◆ WORK TASK ◆
Please write out all the data exactly as shown.

◆ Natural-language object grounding data ◆
********************

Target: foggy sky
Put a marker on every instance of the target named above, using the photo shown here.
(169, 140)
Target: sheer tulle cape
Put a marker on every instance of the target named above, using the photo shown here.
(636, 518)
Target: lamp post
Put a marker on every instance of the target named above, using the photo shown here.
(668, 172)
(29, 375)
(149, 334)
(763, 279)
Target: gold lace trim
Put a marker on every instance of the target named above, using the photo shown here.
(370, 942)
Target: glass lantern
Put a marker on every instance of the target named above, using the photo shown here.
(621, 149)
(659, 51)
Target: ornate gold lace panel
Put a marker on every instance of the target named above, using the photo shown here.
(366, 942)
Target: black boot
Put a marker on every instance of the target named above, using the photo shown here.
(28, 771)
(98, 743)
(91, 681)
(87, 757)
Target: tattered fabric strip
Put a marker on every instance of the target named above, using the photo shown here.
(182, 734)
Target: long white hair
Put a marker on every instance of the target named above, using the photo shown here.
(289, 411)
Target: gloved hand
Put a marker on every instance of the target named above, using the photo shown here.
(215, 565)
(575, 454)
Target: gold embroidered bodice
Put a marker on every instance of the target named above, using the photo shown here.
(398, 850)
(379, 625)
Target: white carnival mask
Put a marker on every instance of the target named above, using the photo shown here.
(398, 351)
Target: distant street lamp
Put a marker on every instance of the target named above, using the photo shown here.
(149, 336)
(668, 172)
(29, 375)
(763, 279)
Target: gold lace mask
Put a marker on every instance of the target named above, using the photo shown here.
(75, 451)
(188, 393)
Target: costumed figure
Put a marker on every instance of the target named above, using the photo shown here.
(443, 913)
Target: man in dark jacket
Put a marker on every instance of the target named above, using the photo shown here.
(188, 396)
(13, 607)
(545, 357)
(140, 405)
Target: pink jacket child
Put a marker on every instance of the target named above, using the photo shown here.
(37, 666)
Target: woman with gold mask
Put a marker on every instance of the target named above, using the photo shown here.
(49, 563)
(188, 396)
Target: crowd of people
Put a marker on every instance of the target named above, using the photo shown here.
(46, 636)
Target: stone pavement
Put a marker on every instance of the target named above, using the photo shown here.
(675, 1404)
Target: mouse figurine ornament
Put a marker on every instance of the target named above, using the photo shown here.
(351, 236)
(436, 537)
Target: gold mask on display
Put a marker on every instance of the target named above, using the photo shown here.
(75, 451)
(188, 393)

********************

◆ REPLY TO THE EXERCISE ◆
Target: foggy sky
Put a marker on every instance of the target named above, using the photo shown here.
(169, 140)
Target: sheer tulle cape
Put a marker on every instance of the target named above, using the photo shown here.
(636, 518)
Target: lamp post
Put a marker on every instance of the target named above, using the photo shown here.
(668, 172)
(29, 375)
(149, 334)
(763, 279)
Target: gold lace trim
Put a marker on every instance of the target named above, using the photo shown here.
(370, 942)
Target: glass lantern
Put a marker on every instance of the target named above, using the photo shown here.
(621, 149)
(659, 51)
Target: ornate gold lace panel
Put a marker on every instance of the target named above, using the photo shown here.
(366, 942)
Target: black boot
Put a marker on every instance of the target named above, using the photo shown here.
(28, 771)
(98, 743)
(91, 681)
(87, 757)
Target: tattered fabric strip
Put a marker on every instance of the target named above, using the photo shown here.
(182, 734)
Target: long white hair
Put a marker on every instance of the target named above, using the photo shown here.
(289, 411)
Target: gloved hand
Put a marker on every instance of the target named above, using the photo shown here.
(215, 565)
(575, 454)
Target: gold embroidered bodice
Put a marker on every instance of the target named above, using the photo shown here.
(398, 850)
(379, 625)
Target: white carnival mask
Put a marker on every instance of the target named above, using the photo shown here.
(398, 351)
Target: distant street lamp
Put a marker on every instance of the target named above, using the photo shown here.
(149, 336)
(668, 172)
(29, 375)
(763, 279)
Target: gold lace mask
Put a marker on every instance of the target named above, using the photo shown here.
(75, 451)
(188, 393)
Target: costumed figure
Put a marker on every instance of the target named above, using the photo shown here.
(443, 913)
Target: man in dark jacket
Put a marker on every instance of the target named above, using the photo shown here.
(188, 396)
(13, 607)
(545, 357)
(140, 405)
Target: pink jacket child
Put a marker on every instance of the target named above, using the photo shown here.
(37, 666)
Target: woman with gold mask
Put a marker on every instance of the target named above, using the photo shown here.
(49, 563)
(188, 396)
Target: crowd of people
Put a marker on every instance of the target named above, using the photo shown here.
(46, 636)
Target: stone pavement
Put a marker on every instance of the target named above, using the photo shown here.
(675, 1404)
Target: mouse figurine ornament
Put a marker on every instance of the target named above, using the photo shown here.
(351, 236)
(436, 537)
Target: gold mask on display
Put a marker on every instance of the target named above, using the photo shown here.
(75, 451)
(188, 393)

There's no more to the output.